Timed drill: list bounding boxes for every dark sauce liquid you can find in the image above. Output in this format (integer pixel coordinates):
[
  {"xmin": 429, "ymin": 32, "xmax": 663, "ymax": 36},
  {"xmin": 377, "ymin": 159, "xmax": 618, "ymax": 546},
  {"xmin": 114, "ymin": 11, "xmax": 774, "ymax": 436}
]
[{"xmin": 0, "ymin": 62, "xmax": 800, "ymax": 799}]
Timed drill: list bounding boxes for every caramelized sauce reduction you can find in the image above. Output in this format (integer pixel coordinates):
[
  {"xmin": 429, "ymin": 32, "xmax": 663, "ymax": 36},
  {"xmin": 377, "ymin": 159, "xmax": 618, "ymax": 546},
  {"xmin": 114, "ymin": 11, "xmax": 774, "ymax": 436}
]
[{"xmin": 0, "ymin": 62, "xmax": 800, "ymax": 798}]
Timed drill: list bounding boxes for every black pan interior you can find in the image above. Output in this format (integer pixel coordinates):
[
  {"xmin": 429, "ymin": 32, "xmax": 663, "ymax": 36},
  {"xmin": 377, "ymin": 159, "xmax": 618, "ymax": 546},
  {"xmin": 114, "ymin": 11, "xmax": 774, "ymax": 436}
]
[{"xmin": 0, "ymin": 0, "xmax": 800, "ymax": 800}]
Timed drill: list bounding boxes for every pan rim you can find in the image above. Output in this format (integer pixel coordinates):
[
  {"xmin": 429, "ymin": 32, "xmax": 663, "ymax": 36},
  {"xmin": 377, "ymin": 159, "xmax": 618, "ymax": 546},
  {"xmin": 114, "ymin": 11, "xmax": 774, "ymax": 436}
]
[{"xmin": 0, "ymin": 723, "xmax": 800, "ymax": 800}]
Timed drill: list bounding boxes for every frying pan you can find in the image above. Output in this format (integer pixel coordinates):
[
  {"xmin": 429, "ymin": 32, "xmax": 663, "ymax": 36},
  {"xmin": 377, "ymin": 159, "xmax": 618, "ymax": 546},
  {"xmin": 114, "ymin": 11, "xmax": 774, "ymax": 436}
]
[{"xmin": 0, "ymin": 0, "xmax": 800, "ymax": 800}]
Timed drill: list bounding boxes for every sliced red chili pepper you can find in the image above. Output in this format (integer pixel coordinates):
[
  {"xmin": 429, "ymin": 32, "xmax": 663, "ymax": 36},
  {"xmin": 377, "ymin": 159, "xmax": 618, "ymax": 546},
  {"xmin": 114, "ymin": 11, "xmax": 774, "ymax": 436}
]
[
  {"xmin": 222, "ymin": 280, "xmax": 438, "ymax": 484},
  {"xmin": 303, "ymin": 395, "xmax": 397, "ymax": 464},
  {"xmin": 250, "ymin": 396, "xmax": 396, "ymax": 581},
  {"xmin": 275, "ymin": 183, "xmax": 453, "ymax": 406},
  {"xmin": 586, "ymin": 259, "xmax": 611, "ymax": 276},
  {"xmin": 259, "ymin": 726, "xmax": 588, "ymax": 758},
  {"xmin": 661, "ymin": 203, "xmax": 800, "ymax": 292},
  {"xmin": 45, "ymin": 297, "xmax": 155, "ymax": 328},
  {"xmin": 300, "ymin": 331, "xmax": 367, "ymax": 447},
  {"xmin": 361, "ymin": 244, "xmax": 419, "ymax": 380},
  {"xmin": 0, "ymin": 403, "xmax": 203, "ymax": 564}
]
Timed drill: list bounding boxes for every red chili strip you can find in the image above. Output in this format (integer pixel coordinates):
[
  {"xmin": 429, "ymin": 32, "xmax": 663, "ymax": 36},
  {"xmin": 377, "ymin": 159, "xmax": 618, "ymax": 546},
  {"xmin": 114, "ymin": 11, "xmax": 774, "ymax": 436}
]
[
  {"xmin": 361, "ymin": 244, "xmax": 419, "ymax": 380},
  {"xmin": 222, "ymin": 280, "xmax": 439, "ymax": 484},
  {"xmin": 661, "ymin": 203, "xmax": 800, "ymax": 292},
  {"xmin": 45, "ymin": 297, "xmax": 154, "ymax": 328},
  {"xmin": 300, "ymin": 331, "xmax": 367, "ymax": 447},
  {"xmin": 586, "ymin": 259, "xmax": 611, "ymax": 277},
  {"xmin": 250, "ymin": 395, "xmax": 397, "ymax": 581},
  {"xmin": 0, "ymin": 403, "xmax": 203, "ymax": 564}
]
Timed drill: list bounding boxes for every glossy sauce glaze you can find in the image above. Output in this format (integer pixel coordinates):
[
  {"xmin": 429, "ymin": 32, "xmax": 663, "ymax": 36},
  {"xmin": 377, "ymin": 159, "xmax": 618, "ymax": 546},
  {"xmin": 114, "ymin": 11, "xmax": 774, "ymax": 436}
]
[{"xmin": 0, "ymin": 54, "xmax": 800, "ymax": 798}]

_ _ _ _ _ _ _

Quote only the lines from the line containing "Timed drill: list bounding boxes for every sliced" through the end of the entries, keeping the first and the last.

*Worked answer*.
Timed drill: list bounding boxes for every sliced red chili pepper you can find in the image above. Output in this format (integer pixel coordinates):
[
  {"xmin": 429, "ymin": 32, "xmax": 663, "ymax": 36},
  {"xmin": 377, "ymin": 159, "xmax": 618, "ymax": 546},
  {"xmin": 114, "ymin": 11, "xmax": 774, "ymax": 436}
]
[
  {"xmin": 222, "ymin": 280, "xmax": 438, "ymax": 484},
  {"xmin": 303, "ymin": 395, "xmax": 397, "ymax": 464},
  {"xmin": 250, "ymin": 396, "xmax": 396, "ymax": 581},
  {"xmin": 275, "ymin": 183, "xmax": 453, "ymax": 406},
  {"xmin": 586, "ymin": 259, "xmax": 611, "ymax": 276},
  {"xmin": 259, "ymin": 726, "xmax": 588, "ymax": 758},
  {"xmin": 661, "ymin": 203, "xmax": 800, "ymax": 292},
  {"xmin": 45, "ymin": 297, "xmax": 155, "ymax": 328},
  {"xmin": 300, "ymin": 331, "xmax": 367, "ymax": 447},
  {"xmin": 361, "ymin": 244, "xmax": 419, "ymax": 380},
  {"xmin": 0, "ymin": 403, "xmax": 203, "ymax": 564}
]
Timed drill: list bounding boxes for every red chili strip you can find in the image above. Output in this format (integer pixel coordinates):
[
  {"xmin": 429, "ymin": 32, "xmax": 663, "ymax": 36},
  {"xmin": 377, "ymin": 159, "xmax": 618, "ymax": 546},
  {"xmin": 114, "ymin": 11, "xmax": 774, "ymax": 436}
]
[
  {"xmin": 361, "ymin": 244, "xmax": 419, "ymax": 380},
  {"xmin": 222, "ymin": 280, "xmax": 439, "ymax": 484},
  {"xmin": 661, "ymin": 203, "xmax": 800, "ymax": 292},
  {"xmin": 45, "ymin": 297, "xmax": 154, "ymax": 328},
  {"xmin": 300, "ymin": 331, "xmax": 367, "ymax": 447},
  {"xmin": 586, "ymin": 259, "xmax": 611, "ymax": 277},
  {"xmin": 250, "ymin": 395, "xmax": 397, "ymax": 581},
  {"xmin": 0, "ymin": 403, "xmax": 203, "ymax": 564}
]
Timed drill: list bounding boxes for every glossy sauce glaze you can find in the image above. Output in this format (integer pixel coordinates):
[
  {"xmin": 429, "ymin": 32, "xmax": 663, "ymax": 36},
  {"xmin": 377, "ymin": 159, "xmax": 618, "ymax": 546},
  {"xmin": 114, "ymin": 11, "xmax": 774, "ymax": 436}
]
[{"xmin": 0, "ymin": 54, "xmax": 800, "ymax": 798}]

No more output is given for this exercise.